== Source material ==
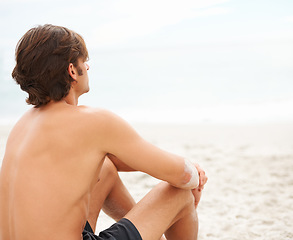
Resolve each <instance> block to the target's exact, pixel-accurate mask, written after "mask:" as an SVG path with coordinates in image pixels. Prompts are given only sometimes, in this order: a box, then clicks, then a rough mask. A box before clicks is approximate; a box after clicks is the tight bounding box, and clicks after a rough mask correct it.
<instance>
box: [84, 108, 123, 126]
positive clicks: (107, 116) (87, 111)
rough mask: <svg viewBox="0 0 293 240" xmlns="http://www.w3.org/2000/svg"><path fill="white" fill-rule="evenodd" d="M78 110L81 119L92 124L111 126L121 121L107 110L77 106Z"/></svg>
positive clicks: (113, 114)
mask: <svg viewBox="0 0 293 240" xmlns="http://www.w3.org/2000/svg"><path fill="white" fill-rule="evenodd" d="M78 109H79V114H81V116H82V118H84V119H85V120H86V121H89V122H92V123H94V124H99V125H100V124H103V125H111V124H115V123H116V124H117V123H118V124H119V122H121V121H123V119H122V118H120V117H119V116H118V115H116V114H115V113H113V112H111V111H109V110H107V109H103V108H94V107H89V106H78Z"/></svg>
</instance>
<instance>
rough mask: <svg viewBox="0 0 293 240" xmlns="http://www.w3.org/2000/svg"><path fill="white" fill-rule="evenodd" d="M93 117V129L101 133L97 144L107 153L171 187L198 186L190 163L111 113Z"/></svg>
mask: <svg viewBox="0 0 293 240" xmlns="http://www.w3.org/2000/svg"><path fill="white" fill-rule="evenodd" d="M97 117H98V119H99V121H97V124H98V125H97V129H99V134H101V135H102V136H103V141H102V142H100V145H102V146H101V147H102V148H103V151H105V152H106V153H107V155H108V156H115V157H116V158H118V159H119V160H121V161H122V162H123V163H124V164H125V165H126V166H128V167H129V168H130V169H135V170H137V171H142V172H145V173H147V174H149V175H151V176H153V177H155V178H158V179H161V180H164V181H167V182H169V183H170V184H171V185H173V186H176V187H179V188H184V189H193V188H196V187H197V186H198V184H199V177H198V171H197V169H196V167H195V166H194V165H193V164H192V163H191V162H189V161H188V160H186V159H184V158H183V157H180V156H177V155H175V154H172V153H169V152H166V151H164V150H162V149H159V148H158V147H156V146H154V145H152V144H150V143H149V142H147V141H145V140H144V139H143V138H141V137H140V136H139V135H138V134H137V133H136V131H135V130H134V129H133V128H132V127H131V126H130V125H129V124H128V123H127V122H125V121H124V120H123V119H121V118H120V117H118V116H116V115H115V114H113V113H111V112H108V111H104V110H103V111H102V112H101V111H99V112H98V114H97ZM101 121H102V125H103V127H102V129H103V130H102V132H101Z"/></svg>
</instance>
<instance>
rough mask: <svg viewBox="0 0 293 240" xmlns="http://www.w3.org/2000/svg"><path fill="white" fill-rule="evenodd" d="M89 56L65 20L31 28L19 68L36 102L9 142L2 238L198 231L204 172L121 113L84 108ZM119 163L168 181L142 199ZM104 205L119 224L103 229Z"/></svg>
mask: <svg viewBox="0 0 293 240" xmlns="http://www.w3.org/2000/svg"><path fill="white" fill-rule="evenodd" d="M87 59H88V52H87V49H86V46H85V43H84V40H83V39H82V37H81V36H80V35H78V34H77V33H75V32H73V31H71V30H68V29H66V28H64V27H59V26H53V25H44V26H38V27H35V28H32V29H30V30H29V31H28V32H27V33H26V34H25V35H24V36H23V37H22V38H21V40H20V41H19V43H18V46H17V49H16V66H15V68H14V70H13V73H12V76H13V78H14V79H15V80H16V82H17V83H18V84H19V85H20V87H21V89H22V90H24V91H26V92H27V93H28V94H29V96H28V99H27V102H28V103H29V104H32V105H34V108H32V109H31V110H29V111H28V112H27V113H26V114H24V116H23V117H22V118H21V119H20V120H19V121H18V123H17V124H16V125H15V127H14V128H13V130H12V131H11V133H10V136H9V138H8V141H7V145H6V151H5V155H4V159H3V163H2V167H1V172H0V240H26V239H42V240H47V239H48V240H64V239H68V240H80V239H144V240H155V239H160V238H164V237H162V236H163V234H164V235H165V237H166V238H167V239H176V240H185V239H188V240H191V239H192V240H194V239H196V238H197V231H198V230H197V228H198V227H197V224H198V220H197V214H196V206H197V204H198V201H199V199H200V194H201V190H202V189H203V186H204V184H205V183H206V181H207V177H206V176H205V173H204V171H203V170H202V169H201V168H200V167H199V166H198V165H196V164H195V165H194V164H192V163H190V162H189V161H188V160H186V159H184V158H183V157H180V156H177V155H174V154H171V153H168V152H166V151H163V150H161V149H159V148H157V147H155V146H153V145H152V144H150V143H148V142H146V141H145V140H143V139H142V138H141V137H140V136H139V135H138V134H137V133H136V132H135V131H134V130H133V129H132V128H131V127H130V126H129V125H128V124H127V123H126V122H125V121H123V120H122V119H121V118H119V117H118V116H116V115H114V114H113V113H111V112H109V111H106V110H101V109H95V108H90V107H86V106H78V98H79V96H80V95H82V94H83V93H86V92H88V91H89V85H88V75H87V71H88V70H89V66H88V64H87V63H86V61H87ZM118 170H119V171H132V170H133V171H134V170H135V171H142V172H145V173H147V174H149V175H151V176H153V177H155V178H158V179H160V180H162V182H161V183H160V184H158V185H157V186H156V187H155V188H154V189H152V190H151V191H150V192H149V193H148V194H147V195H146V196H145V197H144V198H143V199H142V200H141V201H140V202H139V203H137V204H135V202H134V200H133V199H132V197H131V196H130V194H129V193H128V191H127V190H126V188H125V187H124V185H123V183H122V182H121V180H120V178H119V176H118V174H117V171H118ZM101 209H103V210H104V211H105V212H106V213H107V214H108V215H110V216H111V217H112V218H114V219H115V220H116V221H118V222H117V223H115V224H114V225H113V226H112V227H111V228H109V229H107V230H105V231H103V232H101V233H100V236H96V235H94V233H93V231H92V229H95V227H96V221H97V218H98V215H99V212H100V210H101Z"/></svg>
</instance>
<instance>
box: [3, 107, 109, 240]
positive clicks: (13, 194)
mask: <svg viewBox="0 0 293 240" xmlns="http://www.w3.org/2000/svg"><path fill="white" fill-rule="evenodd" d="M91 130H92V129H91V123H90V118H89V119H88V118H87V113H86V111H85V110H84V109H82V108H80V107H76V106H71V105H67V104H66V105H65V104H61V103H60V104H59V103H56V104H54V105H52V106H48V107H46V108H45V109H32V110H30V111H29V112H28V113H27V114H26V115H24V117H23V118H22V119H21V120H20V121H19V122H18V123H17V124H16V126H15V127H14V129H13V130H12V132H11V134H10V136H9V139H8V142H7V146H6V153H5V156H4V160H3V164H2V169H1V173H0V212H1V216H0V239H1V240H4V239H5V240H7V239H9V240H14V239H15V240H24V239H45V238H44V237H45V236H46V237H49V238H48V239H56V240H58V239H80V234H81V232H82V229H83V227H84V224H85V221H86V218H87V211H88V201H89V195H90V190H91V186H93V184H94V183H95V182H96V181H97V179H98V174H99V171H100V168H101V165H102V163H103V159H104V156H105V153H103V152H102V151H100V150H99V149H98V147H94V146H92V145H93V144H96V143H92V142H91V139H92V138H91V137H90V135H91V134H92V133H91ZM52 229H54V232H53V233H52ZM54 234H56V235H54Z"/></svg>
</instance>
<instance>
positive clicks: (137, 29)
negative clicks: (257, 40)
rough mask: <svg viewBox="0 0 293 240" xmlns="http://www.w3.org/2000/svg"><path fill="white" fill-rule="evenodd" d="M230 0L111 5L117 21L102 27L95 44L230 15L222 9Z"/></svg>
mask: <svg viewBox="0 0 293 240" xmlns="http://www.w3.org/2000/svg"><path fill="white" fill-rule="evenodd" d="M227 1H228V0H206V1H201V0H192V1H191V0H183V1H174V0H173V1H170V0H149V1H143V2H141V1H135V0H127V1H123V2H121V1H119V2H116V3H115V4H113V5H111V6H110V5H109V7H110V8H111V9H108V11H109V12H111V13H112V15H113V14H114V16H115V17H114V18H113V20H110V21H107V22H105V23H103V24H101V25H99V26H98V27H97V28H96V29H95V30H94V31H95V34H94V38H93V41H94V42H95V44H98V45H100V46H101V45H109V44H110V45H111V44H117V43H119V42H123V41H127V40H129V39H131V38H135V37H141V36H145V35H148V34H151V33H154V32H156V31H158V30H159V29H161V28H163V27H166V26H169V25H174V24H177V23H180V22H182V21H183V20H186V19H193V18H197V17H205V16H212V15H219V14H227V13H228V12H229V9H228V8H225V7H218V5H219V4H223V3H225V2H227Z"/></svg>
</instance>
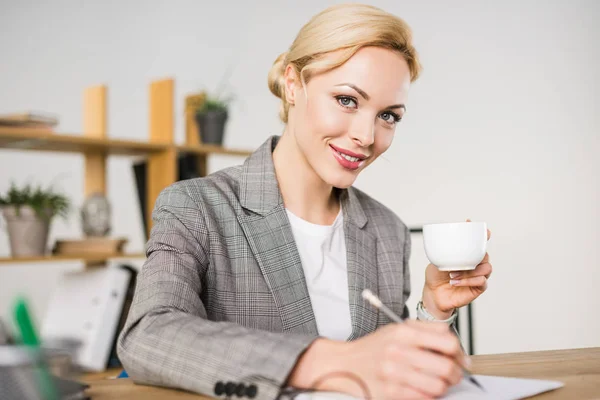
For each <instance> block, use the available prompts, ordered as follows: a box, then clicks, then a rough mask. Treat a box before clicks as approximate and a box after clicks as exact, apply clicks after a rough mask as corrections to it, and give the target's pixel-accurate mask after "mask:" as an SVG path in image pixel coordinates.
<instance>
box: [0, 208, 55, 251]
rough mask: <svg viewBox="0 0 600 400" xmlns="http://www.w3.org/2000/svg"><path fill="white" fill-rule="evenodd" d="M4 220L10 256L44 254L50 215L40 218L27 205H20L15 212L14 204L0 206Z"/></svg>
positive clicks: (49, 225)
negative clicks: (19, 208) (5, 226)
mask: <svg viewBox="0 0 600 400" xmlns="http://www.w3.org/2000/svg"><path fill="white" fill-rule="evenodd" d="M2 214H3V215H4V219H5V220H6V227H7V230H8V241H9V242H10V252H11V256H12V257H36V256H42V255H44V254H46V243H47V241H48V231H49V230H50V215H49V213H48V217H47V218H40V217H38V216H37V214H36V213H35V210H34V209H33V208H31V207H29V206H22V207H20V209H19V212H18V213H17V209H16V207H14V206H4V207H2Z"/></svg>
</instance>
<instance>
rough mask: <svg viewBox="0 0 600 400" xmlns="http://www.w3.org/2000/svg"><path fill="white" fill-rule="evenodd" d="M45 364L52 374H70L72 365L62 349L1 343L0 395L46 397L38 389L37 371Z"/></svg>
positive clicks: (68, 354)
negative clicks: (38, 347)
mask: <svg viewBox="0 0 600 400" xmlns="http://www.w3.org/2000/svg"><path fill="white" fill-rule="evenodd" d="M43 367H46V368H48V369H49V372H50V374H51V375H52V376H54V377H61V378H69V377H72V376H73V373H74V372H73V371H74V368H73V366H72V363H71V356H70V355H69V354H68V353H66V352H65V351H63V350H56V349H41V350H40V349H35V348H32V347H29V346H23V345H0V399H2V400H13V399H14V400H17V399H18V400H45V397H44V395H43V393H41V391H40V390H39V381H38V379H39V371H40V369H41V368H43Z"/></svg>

== Directions ==
Replace "Prompts" with "Hints" in the lines from the start of the material up to and including the line with "box: [84, 108, 123, 126]", keeping everything else the same and leaving the pictures out.

== Task result ==
Resolve each <instance> block to the target's exact, pixel-accurate mask, written after "mask:" as an SVG path with coordinates in image pixels. Hints are given only sometimes, in this order: a box, then clicks, then a rough mask. A box before clicks is approximate; a box after clicks is the tight bounding box, and clicks after a rough mask correct it.
<instance>
box: [84, 108, 123, 126]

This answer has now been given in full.